DIRECTIONS: Your task is to output the data exactly as it stands.
>> start TASK DATA
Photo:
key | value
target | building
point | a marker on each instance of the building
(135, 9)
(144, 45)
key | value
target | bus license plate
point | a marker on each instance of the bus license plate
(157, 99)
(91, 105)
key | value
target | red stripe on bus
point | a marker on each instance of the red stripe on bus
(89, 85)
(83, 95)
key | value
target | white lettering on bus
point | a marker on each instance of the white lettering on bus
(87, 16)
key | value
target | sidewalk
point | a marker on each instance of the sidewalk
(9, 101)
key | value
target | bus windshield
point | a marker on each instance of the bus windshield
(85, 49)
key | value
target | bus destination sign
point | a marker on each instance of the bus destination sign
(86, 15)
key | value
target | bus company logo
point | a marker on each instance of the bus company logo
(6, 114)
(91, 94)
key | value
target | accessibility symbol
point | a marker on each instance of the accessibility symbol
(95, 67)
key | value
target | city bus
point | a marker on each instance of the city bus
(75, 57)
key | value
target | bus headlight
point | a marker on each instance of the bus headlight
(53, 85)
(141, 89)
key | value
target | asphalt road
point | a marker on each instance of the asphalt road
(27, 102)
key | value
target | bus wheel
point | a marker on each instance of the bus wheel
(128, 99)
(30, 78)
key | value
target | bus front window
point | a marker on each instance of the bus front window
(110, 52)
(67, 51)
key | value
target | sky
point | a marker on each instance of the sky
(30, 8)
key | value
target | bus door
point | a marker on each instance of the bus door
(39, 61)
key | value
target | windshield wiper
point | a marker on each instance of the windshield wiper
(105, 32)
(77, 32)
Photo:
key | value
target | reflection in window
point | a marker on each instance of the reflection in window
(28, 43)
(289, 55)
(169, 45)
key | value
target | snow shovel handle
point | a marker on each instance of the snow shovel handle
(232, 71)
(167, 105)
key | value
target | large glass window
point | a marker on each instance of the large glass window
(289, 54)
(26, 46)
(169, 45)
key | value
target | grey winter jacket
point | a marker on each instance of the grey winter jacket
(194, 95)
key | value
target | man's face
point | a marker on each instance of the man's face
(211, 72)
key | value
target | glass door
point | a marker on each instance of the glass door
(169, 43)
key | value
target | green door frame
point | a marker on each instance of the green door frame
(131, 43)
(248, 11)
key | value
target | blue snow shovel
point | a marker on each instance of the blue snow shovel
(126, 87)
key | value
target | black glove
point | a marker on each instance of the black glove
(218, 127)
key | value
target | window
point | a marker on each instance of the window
>> end TASK DATA
PROBLEM SOLUTION:
Photo:
key | value
target | building
point | a marker on each instance of the building
(135, 9)
(144, 45)
key | value
target | bus license plate
point | a marker on each instance of the bus license plate
(157, 99)
(91, 105)
key | value
target | red stripe on bus
point | a marker on each instance of the red stripe on bus
(89, 85)
(83, 95)
key | value
target | white lettering on bus
point | a marker on each instance of the white lettering on bus
(87, 16)
key | value
target | sidewalk
point | a marker on each instance of the sidewalk
(9, 101)
key | value
target | bus windshield
point | a marker on each instance of the bus windshield
(85, 49)
key | value
target | bus destination sign
point | a marker on each instance of the bus destination sign
(86, 15)
key | value
target | bus company logo
point | a marker on each instance of the bus company logo
(6, 114)
(91, 94)
key | value
target | accessibility symbol
point | a marker on each instance of the accessibility symbol
(95, 67)
key | value
target | city bus
point | a marker on each instance of the city bus
(75, 57)
key | value
target | bus headlight
point | a marker on each instance of the bus headlight
(53, 85)
(141, 89)
key | value
target | asphalt road
point | a marker on each instance of the asphalt road
(27, 102)
key | value
target | bus wheel
point | a marker on each instance of the bus wheel
(128, 99)
(30, 78)
key | value
target | bus front window
point | a marker on each instance of the bus front window
(110, 52)
(67, 51)
key | value
target | sky
point | a marker on each instance of the sky
(30, 8)
key | value
target | bus door
point | a marker on each instance of the bus door
(39, 61)
key | value
target | windshield wiper
point | a marker on each instance of the windshield wiper
(105, 32)
(77, 32)
Photo:
key | value
target | reflection in window
point | a marker on each instance of the reflection in window
(28, 43)
(289, 55)
(169, 45)
key | value
target | snow shovel handle
point | a marker on each instance of the snow shovel handle
(232, 71)
(167, 105)
key | value
target | large glass window
point | a marker on each instance of the large glass window
(289, 54)
(26, 46)
(169, 45)
key | value
target | grey winter jacket
point | a marker on each instance of the grey winter jacket
(194, 95)
key | value
target | man's face
point | a marker on each instance of the man's face
(211, 72)
key | value
target | glass door
point | a marker on each instance of the glass door
(169, 43)
key | value
target | green door frame
point | a marker on each instance of the green door frame
(131, 43)
(248, 11)
key | value
target | blue snow shovel
point | a marker on each instance of the blue snow shovel
(126, 87)
key | value
target | black glove
point | a marker on each instance of the black glove
(218, 127)
key | value
target | window
point | a marker on each instance of the window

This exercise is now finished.